● Saved entries
--

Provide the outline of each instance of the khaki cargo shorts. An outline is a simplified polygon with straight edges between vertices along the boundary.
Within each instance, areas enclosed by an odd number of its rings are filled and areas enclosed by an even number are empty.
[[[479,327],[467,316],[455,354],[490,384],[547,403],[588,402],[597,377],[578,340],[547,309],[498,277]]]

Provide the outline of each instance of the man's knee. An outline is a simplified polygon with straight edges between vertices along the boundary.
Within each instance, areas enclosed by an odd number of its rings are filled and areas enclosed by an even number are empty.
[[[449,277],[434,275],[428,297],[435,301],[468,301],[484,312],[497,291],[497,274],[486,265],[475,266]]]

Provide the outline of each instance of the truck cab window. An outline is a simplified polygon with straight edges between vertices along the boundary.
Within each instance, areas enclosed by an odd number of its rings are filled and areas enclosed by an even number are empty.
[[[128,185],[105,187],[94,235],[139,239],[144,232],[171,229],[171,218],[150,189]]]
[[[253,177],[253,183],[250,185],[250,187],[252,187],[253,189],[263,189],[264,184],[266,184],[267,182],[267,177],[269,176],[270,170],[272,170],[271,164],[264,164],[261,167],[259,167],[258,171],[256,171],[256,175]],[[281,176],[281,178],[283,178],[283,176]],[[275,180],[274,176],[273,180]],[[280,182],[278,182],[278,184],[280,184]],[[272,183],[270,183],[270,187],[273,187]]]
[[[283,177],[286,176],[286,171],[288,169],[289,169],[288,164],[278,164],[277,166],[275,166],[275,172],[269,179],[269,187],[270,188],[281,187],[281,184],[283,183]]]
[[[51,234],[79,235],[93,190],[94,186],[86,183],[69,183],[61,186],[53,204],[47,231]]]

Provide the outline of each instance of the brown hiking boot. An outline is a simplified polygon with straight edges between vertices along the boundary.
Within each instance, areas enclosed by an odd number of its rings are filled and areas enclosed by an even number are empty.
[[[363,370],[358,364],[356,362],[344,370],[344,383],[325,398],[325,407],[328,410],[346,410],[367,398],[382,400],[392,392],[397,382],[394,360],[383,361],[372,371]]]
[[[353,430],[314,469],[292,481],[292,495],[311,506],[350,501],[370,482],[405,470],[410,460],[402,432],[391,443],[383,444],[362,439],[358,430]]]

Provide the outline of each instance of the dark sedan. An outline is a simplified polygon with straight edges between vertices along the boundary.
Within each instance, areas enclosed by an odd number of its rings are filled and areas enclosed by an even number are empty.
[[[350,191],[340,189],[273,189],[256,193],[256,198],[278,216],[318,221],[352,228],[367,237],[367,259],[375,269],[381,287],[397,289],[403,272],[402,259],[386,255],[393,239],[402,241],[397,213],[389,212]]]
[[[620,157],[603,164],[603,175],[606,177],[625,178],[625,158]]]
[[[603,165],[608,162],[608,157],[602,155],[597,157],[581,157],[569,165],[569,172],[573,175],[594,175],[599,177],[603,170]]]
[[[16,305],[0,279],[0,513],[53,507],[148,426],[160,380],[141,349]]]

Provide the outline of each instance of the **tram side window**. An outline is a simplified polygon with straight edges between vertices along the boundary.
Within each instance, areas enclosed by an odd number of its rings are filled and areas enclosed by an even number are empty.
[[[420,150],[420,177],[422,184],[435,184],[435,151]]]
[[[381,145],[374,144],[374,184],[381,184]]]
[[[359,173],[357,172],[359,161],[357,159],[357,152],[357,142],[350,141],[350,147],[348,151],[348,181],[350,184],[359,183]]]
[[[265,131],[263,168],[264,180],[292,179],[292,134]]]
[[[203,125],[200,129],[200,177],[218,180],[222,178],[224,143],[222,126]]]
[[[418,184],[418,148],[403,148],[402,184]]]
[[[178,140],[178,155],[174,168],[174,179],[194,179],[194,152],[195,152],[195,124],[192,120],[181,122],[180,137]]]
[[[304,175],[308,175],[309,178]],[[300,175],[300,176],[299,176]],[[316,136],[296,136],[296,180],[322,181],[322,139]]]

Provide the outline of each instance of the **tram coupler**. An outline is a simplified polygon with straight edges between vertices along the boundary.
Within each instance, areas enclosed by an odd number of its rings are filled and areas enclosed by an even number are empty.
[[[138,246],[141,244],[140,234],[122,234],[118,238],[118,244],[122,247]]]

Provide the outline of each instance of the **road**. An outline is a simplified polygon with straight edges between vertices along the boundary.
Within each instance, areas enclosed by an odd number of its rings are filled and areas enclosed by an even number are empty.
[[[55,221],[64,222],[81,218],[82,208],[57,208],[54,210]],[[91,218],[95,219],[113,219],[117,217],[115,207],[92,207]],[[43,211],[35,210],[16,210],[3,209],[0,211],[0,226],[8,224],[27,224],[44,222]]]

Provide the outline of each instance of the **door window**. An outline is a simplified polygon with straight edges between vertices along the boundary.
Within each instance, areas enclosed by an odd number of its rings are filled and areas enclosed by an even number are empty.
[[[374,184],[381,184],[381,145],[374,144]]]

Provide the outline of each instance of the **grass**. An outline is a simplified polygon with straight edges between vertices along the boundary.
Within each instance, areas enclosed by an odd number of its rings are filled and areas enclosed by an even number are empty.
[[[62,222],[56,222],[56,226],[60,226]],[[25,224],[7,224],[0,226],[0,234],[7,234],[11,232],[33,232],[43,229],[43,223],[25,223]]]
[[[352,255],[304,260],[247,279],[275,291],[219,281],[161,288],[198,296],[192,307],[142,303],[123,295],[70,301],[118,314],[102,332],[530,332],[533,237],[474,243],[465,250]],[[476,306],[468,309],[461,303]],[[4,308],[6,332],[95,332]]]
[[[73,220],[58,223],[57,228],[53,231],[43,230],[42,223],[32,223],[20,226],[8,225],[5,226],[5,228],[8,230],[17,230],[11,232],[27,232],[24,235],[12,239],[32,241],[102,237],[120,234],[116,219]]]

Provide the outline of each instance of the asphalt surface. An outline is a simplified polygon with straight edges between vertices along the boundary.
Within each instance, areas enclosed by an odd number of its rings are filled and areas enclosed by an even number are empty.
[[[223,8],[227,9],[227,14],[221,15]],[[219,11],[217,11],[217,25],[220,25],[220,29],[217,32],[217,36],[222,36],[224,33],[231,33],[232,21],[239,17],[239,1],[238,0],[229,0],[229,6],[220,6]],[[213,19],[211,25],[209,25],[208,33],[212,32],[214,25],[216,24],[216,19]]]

--

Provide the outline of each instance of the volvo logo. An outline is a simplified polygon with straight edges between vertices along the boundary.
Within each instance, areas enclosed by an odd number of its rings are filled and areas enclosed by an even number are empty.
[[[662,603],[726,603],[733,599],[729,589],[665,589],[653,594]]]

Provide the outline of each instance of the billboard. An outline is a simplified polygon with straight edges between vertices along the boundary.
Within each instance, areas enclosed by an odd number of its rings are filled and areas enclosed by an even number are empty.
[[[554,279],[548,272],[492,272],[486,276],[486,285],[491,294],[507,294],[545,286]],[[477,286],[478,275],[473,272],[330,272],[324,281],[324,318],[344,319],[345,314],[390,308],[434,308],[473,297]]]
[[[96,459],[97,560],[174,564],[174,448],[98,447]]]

--

● What you will do
In the records above, how many lines include "window"? Answer with the number alone.

● Task response
3